BRIEF:
Transcribe every line of the records below without any change, and omit the pictures.

(Records from a collection)

________________

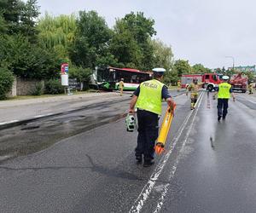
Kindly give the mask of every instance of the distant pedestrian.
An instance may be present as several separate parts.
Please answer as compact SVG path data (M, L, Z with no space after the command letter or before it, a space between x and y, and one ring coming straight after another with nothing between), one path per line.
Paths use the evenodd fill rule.
M177 83L177 91L179 92L180 89L181 89L181 82L180 82L180 80L178 80Z
M235 95L233 94L232 86L228 83L230 77L224 76L222 79L224 82L218 85L218 88L216 89L217 91L213 95L214 98L218 94L218 121L220 121L221 118L223 120L226 118L230 95L232 95L233 101L235 102Z
M251 82L248 85L248 89L249 89L249 95L253 94L253 82Z
M191 99L190 109L191 110L195 109L195 103L198 99L198 92L200 88L201 88L201 83L198 83L198 80L196 78L193 78L193 83L191 83L187 86L186 95L188 96L189 91L190 91L190 99Z
M124 78L121 78L119 81L119 90L120 90L120 96L123 96L123 91L124 91L124 87L125 87L125 83L124 83Z

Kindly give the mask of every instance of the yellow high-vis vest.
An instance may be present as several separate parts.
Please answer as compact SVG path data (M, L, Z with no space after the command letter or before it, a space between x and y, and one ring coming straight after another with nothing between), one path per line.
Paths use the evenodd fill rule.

________________

CORRECT ANSWER:
Kindly give the mask of every instance of the distant pedestrian.
An instance may be present as several separate parts.
Please answer as compact SVG path data (M, L, Z with no space after the command letter or before it, a space between x and y, and one ring coming straight after another with nothing between), one path per line.
Paths use the evenodd fill rule.
M177 83L177 91L179 92L180 89L181 89L181 82L180 82L180 80L178 80Z
M235 95L233 94L232 86L228 83L230 77L224 76L222 79L224 82L218 85L218 88L216 89L217 91L213 95L214 98L218 94L218 121L220 121L221 118L223 120L226 118L230 95L232 95L233 101L235 102Z
M251 82L248 85L248 89L249 89L249 95L253 94L253 82Z
M191 99L190 109L191 110L195 109L195 103L198 99L198 92L200 88L201 88L201 83L198 83L198 80L196 78L193 78L193 83L191 83L187 86L186 95L188 96L189 91L190 91L190 99Z
M124 78L121 78L119 81L119 90L120 90L120 96L123 96L123 91L124 91L124 87L125 87L125 83L124 83Z

Kindly give the mask of every instance of the yellow high-vis vest.
An instance may be present as several separate parts.
Please answer as compact SVG path data (M, L, Z with no space after the command letter or before it, a space between x and y, and one ring coming straight after another with nothing between), one path per line.
Paths use the evenodd fill rule.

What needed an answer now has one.